## Problem to work on
Collect every line in the data below that contains the string "positive".

## Input data
◆ ◆ ◆

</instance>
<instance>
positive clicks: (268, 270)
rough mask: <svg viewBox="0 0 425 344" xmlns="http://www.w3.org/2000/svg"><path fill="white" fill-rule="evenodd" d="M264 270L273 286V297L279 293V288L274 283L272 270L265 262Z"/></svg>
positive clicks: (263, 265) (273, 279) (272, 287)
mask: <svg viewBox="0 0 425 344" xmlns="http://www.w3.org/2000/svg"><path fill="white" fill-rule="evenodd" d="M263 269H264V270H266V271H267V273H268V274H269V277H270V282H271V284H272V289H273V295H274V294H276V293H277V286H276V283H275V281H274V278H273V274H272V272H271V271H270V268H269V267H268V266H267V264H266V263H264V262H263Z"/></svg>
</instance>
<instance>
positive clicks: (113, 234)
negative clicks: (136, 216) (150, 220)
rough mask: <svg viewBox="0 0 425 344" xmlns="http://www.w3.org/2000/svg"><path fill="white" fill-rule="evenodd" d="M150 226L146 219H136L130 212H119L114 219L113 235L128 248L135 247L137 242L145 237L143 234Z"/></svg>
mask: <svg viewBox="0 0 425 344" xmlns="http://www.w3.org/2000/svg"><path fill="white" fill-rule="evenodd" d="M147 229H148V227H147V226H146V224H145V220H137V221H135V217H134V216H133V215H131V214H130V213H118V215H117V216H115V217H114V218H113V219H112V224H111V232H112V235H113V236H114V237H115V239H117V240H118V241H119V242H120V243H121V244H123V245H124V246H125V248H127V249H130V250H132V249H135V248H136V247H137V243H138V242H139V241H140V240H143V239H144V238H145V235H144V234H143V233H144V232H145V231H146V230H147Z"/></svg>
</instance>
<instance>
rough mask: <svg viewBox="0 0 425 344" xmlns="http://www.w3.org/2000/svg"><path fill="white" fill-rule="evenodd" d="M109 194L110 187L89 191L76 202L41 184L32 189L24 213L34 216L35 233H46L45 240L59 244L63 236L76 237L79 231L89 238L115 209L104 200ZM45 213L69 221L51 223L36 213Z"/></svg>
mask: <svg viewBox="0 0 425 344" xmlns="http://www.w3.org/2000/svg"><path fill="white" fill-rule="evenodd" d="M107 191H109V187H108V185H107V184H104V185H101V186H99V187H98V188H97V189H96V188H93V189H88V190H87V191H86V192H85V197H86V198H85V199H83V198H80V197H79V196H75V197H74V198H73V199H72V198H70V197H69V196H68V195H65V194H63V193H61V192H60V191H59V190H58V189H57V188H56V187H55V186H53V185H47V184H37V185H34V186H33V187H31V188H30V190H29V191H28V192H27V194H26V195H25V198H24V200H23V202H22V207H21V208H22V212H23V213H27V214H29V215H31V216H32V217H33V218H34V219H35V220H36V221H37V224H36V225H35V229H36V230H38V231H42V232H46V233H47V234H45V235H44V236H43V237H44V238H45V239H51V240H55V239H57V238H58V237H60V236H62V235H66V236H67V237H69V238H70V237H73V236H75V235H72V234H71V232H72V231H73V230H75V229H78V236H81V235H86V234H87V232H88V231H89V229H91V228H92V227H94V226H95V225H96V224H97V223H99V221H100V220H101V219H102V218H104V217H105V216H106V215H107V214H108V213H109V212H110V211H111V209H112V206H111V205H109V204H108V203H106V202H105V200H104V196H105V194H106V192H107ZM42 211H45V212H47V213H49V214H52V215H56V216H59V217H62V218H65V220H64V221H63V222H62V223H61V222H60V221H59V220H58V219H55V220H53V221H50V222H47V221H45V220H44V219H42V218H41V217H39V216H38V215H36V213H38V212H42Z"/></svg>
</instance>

◆ ◆ ◆

## Answer box
positive clicks: (268, 270)
positive clicks: (263, 265) (273, 279) (272, 287)
positive clicks: (113, 234)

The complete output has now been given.